> Records from a collection:
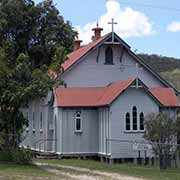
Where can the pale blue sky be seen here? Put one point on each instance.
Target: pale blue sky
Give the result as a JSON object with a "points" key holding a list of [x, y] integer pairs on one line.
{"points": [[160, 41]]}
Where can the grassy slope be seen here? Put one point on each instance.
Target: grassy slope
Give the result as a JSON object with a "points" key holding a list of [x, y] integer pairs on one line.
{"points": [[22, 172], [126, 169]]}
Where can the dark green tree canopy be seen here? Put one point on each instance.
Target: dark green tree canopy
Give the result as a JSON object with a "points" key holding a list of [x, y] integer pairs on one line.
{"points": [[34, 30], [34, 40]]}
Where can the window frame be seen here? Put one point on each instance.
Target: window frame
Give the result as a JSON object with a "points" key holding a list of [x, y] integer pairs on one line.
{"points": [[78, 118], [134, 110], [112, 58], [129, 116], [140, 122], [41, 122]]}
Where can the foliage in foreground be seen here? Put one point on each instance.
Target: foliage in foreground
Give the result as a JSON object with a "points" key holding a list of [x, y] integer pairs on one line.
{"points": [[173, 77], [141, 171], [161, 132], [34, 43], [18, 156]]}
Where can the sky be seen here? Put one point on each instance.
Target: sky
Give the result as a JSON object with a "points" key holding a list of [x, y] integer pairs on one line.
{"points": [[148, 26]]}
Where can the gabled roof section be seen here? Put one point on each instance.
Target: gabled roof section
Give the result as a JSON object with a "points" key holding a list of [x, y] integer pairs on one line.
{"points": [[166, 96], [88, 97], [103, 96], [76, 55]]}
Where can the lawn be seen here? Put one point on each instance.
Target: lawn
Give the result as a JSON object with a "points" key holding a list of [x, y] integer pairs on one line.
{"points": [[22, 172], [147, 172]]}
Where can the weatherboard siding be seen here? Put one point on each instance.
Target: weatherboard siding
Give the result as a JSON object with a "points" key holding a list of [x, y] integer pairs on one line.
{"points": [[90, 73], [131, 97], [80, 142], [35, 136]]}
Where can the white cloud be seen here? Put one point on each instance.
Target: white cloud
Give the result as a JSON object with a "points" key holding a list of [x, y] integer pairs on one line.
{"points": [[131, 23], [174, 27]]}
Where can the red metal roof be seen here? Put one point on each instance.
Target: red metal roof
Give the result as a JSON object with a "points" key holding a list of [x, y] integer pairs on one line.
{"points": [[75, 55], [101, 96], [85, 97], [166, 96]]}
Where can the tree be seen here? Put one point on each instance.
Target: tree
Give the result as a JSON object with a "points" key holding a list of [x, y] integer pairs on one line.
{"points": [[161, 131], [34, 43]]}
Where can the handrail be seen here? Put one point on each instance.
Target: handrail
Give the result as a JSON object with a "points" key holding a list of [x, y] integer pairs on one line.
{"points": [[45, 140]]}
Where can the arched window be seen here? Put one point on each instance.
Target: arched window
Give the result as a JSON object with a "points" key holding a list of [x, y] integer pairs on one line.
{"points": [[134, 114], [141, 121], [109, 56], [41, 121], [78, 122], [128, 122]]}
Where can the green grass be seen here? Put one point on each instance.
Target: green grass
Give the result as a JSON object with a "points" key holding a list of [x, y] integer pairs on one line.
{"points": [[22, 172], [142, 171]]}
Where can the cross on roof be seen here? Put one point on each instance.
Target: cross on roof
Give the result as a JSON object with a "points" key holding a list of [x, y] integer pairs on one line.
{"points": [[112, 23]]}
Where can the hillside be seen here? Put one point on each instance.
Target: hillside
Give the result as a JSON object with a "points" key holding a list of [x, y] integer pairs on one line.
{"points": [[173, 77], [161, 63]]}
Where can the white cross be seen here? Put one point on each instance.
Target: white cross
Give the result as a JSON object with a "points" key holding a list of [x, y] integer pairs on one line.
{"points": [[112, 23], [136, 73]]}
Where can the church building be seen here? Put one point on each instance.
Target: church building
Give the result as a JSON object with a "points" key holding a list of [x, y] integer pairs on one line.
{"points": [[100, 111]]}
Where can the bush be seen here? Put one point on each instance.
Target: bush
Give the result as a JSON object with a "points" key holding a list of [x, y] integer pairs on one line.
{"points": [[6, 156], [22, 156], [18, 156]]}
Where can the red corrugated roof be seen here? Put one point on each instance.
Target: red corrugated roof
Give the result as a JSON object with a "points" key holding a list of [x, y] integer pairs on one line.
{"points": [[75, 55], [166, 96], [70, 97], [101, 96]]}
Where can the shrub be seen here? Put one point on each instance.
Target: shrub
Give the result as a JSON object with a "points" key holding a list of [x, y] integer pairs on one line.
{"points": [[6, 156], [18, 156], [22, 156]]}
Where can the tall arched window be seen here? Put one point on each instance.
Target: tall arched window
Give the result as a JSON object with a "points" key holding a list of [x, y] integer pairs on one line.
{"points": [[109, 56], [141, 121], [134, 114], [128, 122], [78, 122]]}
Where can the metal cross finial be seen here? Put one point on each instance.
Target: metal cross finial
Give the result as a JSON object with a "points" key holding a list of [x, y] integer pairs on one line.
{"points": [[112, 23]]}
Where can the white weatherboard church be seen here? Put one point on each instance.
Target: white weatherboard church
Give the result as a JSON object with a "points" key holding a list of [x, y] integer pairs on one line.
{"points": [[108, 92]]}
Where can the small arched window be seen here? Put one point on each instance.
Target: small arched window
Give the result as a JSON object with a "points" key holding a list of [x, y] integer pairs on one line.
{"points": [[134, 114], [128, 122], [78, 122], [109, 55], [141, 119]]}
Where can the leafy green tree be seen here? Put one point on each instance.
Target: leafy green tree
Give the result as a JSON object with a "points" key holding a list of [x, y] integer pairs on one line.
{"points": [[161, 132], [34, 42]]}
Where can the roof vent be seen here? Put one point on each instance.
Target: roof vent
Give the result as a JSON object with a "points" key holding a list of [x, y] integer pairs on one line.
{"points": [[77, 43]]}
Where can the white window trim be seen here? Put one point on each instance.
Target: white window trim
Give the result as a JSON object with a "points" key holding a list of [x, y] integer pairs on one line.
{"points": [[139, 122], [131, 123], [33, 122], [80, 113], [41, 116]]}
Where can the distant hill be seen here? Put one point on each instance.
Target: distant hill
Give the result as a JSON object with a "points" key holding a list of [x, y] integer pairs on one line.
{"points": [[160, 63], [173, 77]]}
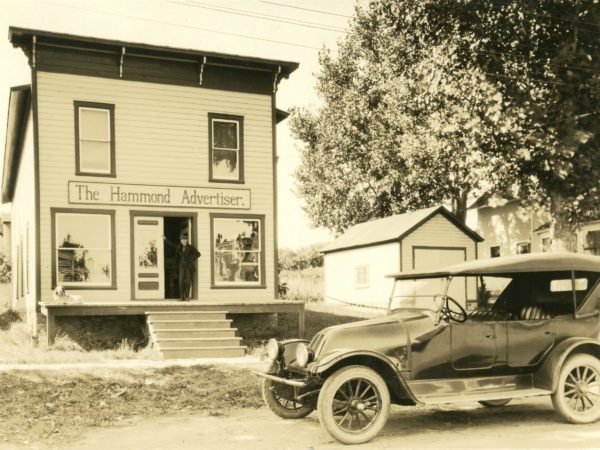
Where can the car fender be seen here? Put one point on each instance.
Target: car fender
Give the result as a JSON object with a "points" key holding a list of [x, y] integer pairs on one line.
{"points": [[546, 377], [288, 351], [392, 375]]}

> Exercise:
Quote only the lines that start at the line holding "Target: leafy green tree" and end at the last line of the entries, including both of those lines, and omit every picture.

> Expected answer:
Target: leafy green tree
Give the result as a JSON object with a "points" key holding a list of [x, y] integer pairs on one line.
{"points": [[161, 132], [34, 42]]}
Where can the roof vent be seen here? Put one point on each instance.
Target: roof vent
Give the result as a JSON object with a "points" key holding a list of [x, y] integer pairs on one line.
{"points": [[77, 43]]}
Where can the white window trim be seen here? Put one point on each instance.
Target: white window trim
Give the result as a JSON object with a "points" key holding a list of [x, y] integer pairs on one line.
{"points": [[139, 122], [131, 123], [33, 122], [80, 113], [41, 116]]}
Where can the distant hill be seen here? Put one point on each instance.
Target: distant hill
Give the result as a JSON object with a "points" key holding a list of [x, y] integer pairs on one line.
{"points": [[160, 63], [173, 77]]}
Where can the car fender be seen here? Put one point on each instance.
Target: car fender
Give the result as a JSON object with a "points" key holding a list of [x, y] integer pairs on one line.
{"points": [[546, 377], [288, 351], [392, 375]]}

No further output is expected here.